### [Extracted records]

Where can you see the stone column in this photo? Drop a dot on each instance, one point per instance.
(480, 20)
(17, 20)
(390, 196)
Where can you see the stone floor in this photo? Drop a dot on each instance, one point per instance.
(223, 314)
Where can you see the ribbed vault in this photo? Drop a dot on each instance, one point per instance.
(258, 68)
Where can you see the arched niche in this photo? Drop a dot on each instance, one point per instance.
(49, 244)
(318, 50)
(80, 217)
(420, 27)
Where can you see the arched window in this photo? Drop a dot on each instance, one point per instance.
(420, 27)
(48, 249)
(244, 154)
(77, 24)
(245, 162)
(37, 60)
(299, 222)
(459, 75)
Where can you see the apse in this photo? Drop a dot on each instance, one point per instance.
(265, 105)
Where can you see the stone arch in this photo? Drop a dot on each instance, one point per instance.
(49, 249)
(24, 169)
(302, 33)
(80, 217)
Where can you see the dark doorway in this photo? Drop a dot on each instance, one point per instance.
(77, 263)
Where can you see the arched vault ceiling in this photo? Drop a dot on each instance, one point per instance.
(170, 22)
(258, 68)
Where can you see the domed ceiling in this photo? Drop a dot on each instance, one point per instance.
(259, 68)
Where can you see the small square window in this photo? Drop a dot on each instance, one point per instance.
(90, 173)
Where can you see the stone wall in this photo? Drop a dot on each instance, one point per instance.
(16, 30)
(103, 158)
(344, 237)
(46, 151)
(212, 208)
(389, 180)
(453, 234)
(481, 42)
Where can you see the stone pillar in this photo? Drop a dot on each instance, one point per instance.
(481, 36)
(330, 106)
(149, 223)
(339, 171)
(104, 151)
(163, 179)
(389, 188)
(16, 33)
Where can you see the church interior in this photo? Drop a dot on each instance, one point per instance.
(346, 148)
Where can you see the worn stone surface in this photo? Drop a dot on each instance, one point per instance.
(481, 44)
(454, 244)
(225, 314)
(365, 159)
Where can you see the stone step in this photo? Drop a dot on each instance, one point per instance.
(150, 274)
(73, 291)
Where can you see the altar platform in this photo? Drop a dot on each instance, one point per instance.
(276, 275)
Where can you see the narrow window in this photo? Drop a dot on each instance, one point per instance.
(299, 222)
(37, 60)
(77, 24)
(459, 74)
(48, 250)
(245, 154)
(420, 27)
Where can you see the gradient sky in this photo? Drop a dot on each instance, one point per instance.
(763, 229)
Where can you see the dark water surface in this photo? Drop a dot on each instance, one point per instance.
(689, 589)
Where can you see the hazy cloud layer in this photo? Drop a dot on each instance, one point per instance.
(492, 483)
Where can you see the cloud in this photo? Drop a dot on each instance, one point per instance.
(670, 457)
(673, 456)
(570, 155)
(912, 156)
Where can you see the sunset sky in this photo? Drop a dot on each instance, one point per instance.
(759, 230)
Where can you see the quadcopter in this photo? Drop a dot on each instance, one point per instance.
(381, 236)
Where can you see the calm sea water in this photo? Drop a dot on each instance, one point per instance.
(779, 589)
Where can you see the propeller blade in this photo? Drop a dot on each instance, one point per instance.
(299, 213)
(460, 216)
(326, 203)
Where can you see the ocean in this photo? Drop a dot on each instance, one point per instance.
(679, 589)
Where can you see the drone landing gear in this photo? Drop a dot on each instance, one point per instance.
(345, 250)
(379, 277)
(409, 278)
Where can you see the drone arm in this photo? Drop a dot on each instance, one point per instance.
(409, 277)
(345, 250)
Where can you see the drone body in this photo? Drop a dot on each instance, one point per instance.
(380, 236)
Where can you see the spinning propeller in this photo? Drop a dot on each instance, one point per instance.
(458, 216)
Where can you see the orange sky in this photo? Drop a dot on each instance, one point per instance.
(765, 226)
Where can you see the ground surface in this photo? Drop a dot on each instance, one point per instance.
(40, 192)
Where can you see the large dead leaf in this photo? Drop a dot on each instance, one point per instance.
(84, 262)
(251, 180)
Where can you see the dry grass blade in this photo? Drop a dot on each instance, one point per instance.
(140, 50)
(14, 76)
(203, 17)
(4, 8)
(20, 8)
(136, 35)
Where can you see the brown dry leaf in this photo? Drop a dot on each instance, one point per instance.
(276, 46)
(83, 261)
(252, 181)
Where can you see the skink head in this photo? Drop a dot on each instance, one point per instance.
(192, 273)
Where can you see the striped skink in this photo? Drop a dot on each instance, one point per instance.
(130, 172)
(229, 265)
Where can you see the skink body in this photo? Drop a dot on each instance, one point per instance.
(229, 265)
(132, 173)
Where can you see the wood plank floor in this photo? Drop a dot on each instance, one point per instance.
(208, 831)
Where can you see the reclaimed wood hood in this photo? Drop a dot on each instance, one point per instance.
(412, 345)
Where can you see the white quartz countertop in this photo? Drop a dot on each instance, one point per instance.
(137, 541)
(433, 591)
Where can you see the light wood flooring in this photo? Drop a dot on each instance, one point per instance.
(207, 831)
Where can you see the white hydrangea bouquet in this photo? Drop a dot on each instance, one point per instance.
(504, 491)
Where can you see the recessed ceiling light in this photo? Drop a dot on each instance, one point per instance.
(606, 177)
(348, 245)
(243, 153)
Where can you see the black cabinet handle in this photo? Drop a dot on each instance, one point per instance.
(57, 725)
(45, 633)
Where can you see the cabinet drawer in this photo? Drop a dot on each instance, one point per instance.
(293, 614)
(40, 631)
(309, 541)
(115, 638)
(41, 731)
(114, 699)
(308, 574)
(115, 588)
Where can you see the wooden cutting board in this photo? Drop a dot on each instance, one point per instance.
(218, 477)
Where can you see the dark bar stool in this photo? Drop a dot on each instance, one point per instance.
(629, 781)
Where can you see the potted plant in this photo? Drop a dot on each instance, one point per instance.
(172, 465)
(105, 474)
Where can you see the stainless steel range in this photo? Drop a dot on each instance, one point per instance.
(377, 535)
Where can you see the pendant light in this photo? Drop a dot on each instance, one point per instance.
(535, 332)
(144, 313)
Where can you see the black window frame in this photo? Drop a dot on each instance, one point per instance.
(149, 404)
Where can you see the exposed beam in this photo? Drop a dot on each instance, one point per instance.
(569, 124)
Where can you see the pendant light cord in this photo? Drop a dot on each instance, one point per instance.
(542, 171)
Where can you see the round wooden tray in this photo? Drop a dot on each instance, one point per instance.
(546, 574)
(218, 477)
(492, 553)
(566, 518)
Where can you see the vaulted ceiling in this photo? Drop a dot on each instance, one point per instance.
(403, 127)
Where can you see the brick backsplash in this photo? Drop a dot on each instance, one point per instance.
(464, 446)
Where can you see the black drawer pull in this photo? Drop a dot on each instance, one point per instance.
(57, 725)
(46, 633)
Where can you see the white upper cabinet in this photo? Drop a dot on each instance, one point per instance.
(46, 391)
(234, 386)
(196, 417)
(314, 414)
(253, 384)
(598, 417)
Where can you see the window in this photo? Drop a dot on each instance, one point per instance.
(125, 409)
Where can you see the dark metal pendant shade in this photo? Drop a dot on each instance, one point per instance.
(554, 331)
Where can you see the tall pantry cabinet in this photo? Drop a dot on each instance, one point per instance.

### [WHAT YOU SHOULD DO]
Rewrite everything from the line containing "Where can you see the stainless" down to the end of the material, updating "white upper cabinet" to "white wall cabinet" and keeping every other word the same.

### [REPLY]
Where can you see the stainless steel range in this photo? Drop a dot on each instance, one point per instance.
(377, 535)
Where can you see the pendant light in this photo? Drop a dot on each instance, one point per instance.
(535, 332)
(144, 313)
Where can you see the black window frame in this photo? Drop a dot on each instance, one point per instance.
(149, 404)
Where can you see the exposed beam in this photo? Drop a dot on each instance, one point per instance.
(569, 124)
Where can you see the pendant light cord in this photo? Drop a dot on each instance, one point per instance.
(542, 171)
Where can you see the round wooden tray in this photo? Drop a dot on each instance, one point per instance.
(546, 574)
(218, 477)
(492, 553)
(566, 518)
Where can you see the vaulted ceiling in this photo? Drop a dot on each instance, one point per instance.
(403, 127)
Where can you see the brick backsplash in this photo? Drop a dot on each instance, one point per instance.
(464, 446)
Where can you see the black drawer pull in this photo? Drop a dot on each instance, one point per instance.
(57, 725)
(46, 633)
Where can you see the white wall cabinet in this photo? Drop a dot on each instance, one point per instance.
(46, 391)
(234, 386)
(196, 417)
(314, 414)
(253, 384)
(598, 417)
Where can you see the window in this photo? Drop a dot on each instance, one point per instance.
(125, 409)
Where can you see the dark metal pendant shade in this photo? Drop a dot on each instance, one point per instance.
(554, 331)
Where can you see the tall pantry cabinet in this photo? Drop a dot on each instance, one point per instance.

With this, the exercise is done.